Job. Find every line in the records below that contains the string "black" and copy each such line in full. Matching is case-sensitive.
### Recorded information ###
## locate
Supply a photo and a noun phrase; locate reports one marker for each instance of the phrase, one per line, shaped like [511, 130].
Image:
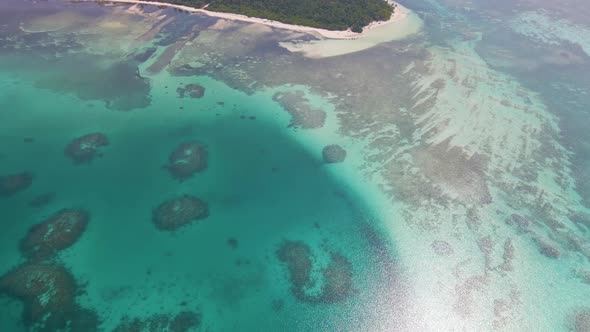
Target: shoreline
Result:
[399, 14]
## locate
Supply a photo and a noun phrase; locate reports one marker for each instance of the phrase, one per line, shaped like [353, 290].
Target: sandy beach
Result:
[399, 14]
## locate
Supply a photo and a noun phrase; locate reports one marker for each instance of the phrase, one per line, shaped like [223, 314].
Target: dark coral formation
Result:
[83, 149]
[298, 258]
[302, 114]
[183, 322]
[337, 284]
[582, 321]
[546, 249]
[333, 154]
[42, 200]
[442, 248]
[13, 183]
[336, 278]
[193, 90]
[188, 158]
[48, 292]
[232, 242]
[178, 212]
[56, 233]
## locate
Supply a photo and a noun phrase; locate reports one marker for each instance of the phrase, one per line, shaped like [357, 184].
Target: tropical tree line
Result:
[327, 14]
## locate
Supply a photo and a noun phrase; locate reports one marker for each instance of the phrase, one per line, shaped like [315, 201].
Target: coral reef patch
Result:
[13, 183]
[193, 91]
[333, 154]
[336, 278]
[188, 158]
[83, 149]
[303, 115]
[178, 212]
[182, 322]
[56, 233]
[48, 292]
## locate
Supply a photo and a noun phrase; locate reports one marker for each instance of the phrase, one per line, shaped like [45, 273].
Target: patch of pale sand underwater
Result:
[485, 148]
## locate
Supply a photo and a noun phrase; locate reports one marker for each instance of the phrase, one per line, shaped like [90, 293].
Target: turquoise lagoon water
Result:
[462, 204]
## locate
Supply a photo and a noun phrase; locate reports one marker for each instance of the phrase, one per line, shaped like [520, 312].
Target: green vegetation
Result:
[327, 14]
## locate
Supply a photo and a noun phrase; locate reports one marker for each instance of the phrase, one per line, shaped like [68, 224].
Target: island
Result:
[330, 15]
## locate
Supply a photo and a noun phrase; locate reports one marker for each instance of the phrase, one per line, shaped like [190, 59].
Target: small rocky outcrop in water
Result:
[582, 321]
[56, 233]
[188, 158]
[303, 115]
[182, 322]
[333, 154]
[193, 91]
[336, 281]
[13, 183]
[83, 149]
[178, 212]
[48, 292]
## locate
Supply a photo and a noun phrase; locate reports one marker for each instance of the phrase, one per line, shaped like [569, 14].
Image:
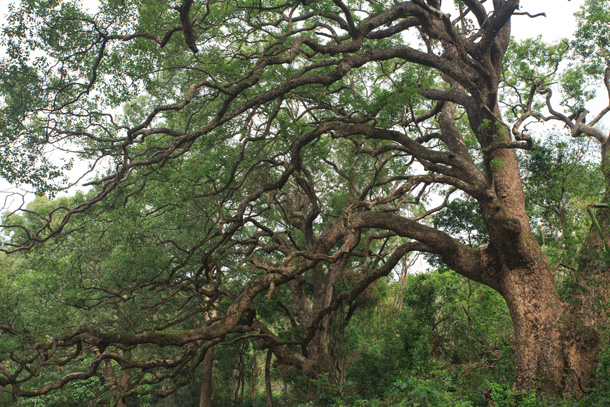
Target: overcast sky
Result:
[558, 23]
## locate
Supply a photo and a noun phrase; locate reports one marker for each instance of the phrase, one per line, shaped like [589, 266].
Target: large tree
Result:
[288, 148]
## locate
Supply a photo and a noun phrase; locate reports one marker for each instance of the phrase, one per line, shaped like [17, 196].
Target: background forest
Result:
[235, 202]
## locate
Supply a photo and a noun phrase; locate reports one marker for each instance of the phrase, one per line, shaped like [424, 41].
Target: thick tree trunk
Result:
[518, 270]
[205, 400]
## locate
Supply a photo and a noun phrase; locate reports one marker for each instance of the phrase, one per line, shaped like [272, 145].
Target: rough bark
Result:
[205, 400]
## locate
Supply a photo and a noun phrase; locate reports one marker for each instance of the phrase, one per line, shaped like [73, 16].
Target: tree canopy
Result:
[253, 169]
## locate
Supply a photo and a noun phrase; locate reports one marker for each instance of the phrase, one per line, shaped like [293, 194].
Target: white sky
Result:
[558, 23]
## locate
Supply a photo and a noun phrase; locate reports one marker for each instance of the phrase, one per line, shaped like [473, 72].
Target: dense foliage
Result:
[232, 199]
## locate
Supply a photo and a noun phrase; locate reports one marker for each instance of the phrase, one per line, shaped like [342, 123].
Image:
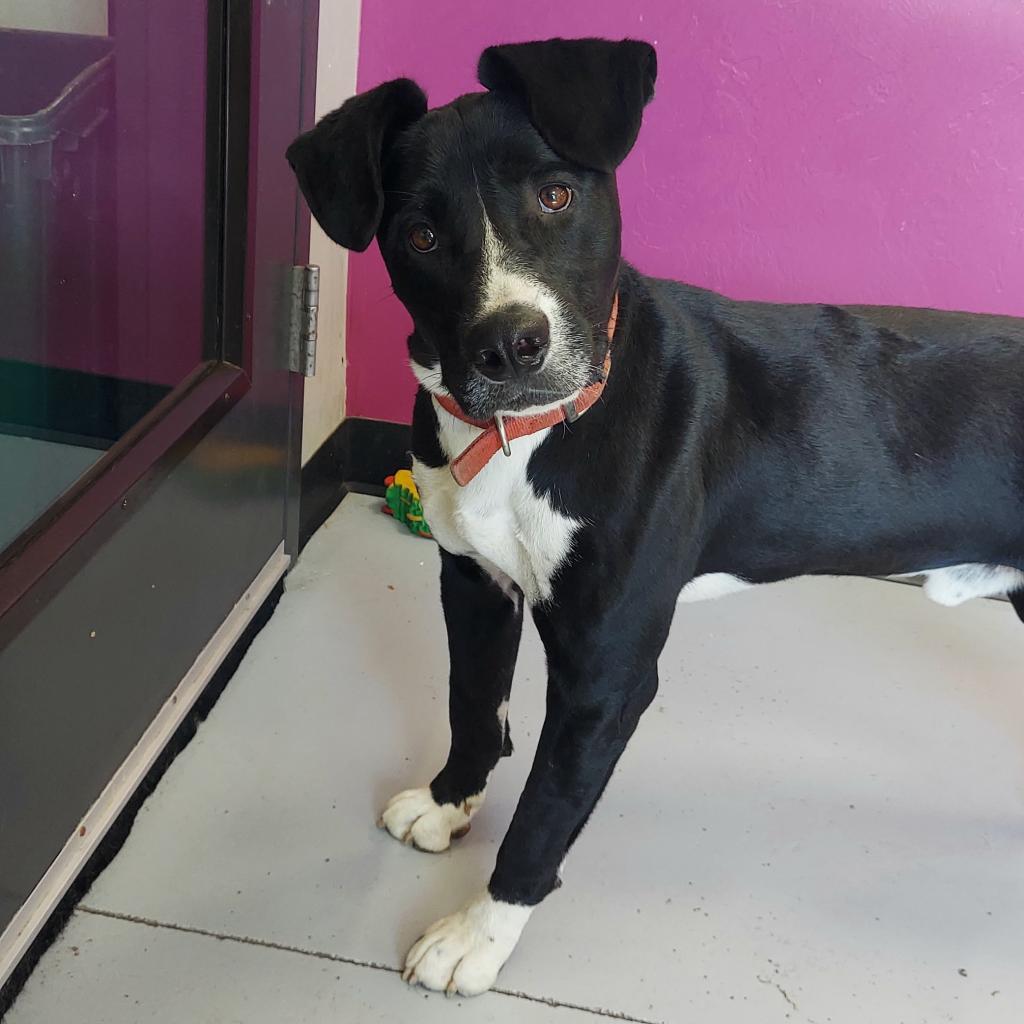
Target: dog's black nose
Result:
[510, 344]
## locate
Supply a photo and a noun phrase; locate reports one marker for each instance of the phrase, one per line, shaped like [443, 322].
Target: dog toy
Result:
[402, 503]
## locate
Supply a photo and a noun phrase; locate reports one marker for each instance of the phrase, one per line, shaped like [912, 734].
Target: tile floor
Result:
[821, 819]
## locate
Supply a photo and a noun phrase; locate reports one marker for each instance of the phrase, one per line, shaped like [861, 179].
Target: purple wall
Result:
[845, 151]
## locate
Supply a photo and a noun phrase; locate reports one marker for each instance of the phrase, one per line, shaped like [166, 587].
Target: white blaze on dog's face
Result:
[505, 255]
[497, 215]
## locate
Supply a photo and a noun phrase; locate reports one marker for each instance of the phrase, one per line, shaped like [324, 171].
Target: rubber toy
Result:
[402, 503]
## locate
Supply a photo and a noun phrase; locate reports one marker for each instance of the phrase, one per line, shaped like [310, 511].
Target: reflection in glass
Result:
[101, 207]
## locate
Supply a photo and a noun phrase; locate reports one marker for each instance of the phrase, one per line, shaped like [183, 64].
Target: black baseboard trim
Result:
[355, 458]
[111, 844]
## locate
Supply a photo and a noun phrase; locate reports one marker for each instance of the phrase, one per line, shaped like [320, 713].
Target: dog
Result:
[728, 443]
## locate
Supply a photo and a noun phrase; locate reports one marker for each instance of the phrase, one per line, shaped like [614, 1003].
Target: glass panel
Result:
[102, 124]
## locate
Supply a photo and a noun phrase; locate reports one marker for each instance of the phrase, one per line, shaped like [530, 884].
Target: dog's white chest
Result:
[498, 518]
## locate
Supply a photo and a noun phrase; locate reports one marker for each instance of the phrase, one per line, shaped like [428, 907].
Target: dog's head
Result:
[497, 215]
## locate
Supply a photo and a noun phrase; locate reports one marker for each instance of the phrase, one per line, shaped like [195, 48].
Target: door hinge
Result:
[302, 327]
###
Answer to this task.
Target: dog's black nose
Target: black baseboard trim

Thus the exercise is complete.